Exercise 1 - Please reproduce the passage of the Age of Ultron review that opens with the words containing "Sunday, April 26, 2015" and closes with "Wars Episode I.", word for word.
Exercise 2 - Extend the review of "Avengers: Age of Ultron" by writing what follows its last line.

Sunday, April 26, 2015

"Avengers: Age of Ultron"

Joss Whedon's accommodation, provided by Disney.
I once attempted to give the first "Avengers" film the OCBW treatment but I gave up because I got bored writing it. Put simply, I think "The Avengers" is... eh... an okay ish film, with lots of emphasis on the "ish," which I described in my 'Why You Shouldn't Be Excited About the Casting of Doctor Strange' article as
a bland and badly-paced film where Iron Man and Captain America spend about ten hours sitting around frowning at each other in a flying conference room and then they have a giant Transformers battle at the end which is resolved in the same manner as the invasion of Naboo in Star Wars Episode I.
"Age of Ultron" is arguably better paced and has a severely reduced amount of conference room frowning, and in some respects it's superior to "The Avengers." In other respects it is not superior to "The Avengers." I'll sum up my grievances here, spoilers beware:
  1. Ultron is introduced too quickly and his characterisation is rushed.
  2. Black Widow in general is used badly.
  3. Elements of the plot are too similar to "Iron Man 3".
  4. Other elements of the plot rely too heavily on the plot of "The Avengers."

Rows -
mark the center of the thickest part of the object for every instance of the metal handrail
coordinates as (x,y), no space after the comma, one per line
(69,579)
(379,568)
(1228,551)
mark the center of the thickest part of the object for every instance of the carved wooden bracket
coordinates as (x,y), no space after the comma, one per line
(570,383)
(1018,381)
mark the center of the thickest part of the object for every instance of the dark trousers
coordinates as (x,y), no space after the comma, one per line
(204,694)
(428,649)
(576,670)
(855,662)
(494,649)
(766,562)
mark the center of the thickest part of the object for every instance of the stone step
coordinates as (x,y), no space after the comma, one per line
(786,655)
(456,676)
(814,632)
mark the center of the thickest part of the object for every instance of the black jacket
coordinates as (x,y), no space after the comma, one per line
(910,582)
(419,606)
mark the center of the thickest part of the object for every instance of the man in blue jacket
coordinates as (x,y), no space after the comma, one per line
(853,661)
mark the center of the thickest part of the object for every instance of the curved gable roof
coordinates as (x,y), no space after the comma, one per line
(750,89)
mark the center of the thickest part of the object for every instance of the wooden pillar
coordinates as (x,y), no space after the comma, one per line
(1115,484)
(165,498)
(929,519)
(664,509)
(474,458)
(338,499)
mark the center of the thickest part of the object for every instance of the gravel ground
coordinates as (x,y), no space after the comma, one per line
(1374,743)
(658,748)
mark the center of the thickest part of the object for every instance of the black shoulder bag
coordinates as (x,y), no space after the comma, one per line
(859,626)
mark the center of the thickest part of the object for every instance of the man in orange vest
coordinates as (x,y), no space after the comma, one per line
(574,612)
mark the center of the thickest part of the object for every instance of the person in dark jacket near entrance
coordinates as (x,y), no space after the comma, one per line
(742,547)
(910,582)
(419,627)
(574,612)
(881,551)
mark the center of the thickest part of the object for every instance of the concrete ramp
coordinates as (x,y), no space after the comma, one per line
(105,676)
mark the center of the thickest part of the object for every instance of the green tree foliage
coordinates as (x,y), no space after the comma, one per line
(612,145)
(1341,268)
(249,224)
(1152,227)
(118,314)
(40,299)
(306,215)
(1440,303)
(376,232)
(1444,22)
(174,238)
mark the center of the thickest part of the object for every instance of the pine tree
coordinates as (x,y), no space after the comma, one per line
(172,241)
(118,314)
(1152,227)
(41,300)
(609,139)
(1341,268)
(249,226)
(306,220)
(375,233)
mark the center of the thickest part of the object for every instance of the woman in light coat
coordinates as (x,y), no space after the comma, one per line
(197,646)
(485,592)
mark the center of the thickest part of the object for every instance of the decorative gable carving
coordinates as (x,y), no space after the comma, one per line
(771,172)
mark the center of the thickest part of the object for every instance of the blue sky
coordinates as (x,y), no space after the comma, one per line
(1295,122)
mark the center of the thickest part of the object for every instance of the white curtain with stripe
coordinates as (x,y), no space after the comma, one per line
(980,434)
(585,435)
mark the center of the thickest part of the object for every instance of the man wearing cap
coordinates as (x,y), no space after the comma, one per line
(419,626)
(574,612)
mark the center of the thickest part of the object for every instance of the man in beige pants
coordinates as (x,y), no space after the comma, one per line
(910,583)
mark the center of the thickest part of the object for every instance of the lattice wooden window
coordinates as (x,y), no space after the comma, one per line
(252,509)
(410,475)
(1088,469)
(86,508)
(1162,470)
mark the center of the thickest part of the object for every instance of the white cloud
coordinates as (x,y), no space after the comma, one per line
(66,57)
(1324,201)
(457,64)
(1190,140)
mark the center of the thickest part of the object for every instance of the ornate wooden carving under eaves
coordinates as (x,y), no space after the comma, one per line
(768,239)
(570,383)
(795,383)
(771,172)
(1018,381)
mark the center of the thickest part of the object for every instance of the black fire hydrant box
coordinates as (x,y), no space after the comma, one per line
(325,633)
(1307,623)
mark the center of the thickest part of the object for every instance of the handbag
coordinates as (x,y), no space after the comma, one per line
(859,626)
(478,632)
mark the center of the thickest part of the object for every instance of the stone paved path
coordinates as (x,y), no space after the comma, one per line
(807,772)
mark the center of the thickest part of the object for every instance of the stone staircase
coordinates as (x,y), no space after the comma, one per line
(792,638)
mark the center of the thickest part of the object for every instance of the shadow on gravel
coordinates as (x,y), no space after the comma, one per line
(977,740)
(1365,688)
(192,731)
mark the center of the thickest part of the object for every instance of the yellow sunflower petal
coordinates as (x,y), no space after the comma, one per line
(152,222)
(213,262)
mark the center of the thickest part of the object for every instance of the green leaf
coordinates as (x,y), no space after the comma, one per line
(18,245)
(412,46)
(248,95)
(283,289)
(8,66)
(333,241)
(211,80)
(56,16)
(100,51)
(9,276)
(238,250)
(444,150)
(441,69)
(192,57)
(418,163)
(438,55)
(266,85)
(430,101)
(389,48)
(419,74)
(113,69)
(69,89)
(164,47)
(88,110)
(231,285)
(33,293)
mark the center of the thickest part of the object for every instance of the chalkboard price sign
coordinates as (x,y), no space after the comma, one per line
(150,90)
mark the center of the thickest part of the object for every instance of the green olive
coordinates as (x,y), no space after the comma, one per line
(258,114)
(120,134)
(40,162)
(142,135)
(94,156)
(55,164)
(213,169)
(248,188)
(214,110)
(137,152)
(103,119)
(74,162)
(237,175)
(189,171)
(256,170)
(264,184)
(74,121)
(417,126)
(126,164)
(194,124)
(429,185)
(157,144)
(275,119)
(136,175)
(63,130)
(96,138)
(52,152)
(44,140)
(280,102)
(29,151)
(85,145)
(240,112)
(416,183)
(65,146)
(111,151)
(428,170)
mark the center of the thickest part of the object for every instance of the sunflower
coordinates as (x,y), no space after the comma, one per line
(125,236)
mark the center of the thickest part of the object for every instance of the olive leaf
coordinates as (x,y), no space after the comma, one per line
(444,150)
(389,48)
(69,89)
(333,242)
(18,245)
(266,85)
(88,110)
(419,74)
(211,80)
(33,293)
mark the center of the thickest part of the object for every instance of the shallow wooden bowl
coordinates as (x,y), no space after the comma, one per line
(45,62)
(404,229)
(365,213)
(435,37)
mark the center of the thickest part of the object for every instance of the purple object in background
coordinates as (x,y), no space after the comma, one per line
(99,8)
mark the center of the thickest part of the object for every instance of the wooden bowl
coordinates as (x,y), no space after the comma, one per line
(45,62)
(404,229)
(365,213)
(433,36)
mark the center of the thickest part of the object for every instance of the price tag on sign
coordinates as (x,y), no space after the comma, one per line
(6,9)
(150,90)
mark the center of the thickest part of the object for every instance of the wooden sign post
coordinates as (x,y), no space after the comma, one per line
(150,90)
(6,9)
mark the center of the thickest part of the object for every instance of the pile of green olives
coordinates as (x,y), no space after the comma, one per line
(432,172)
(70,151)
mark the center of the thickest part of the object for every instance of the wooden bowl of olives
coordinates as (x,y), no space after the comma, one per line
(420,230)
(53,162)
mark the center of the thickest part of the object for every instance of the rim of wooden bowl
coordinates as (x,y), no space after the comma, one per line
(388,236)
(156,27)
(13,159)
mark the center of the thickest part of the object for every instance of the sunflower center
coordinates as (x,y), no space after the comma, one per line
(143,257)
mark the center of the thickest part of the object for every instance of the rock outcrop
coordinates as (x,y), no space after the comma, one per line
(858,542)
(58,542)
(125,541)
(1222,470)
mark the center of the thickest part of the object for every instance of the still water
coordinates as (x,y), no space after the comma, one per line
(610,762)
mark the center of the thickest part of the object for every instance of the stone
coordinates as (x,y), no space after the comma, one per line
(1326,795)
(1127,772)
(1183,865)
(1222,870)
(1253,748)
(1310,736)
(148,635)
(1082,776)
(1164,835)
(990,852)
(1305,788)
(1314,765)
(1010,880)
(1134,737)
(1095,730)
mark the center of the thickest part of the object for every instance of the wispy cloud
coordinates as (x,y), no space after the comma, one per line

Output 1 -
Sunday, April 26, 2015

"Avengers: Age of Ultron"

Joss Whedon's accommodation, provided by Disney.
I once attempted to give the first "Avengers" film the OCBW treatment but I gave up because I got bored writing it. Put simply, I think "The Avengers" is... eh... an okay ish film, with lots of emphasis on the "ish," which I described in my 'Why You Shouldn't Be Excited About the Casting of Doctor Strange' article as
a bland and badly-paced film where Iron Man and Captain America spend about ten hours sitting around frowning at each other in a flying conference room and then they have a giant Transformers battle at the end which is resolved in the same manner as the invasion of Naboo in Star Wars Episode I.

Output 2 -
  5. It feels like a middling instalment killing time before the third Avengers film.
  6. Quicksilver's death is meaningless because he's only just been introduced.
  7. The film is visually uninteresting because of the overdesigned costumes.
"Iss my ahksent conveenssing enough, do you zink, Ultron?"
So the team has reassembled offscreen, and they're in some fictional Eastern European country which definitely isn't Latveria hunting down a HYDRA base belonging to Baron Strucker, who was also seen in the post-credits sequence of the second Captain America film. They're trying to recover Loki's sceptre which apparently slipped through their fingers after the last film. How did that happen? Anyway, Strucker's used it to create Scarlet Witch and Quicksilver, who can't be mutants in this film because Marvel Studios don't have the rights to the characters as mutants, just to the characters in general. So in this they're "enhanced," given powers by Strucker because they want revenge on Tony Stark because his weapons killed their parents. Just for your information, in the comics their parents are actually none other than Magneto himself and his wife Magda, but obviously they can't reference that either. In any event I believe their parentage was a retcon made in the Eighties so it doesn't really matter: while they were originally created as mutant allies of Magneto in X-Men in their original comic appearances, they later joined the Avengers before it was ever established that Magneto was their father. In any event they serve to muck up the Avengers' plan: Hawkeye gets injured and Iron Man has a traumatic vision of failing to save the world.
It's the mayor I feel sorry for.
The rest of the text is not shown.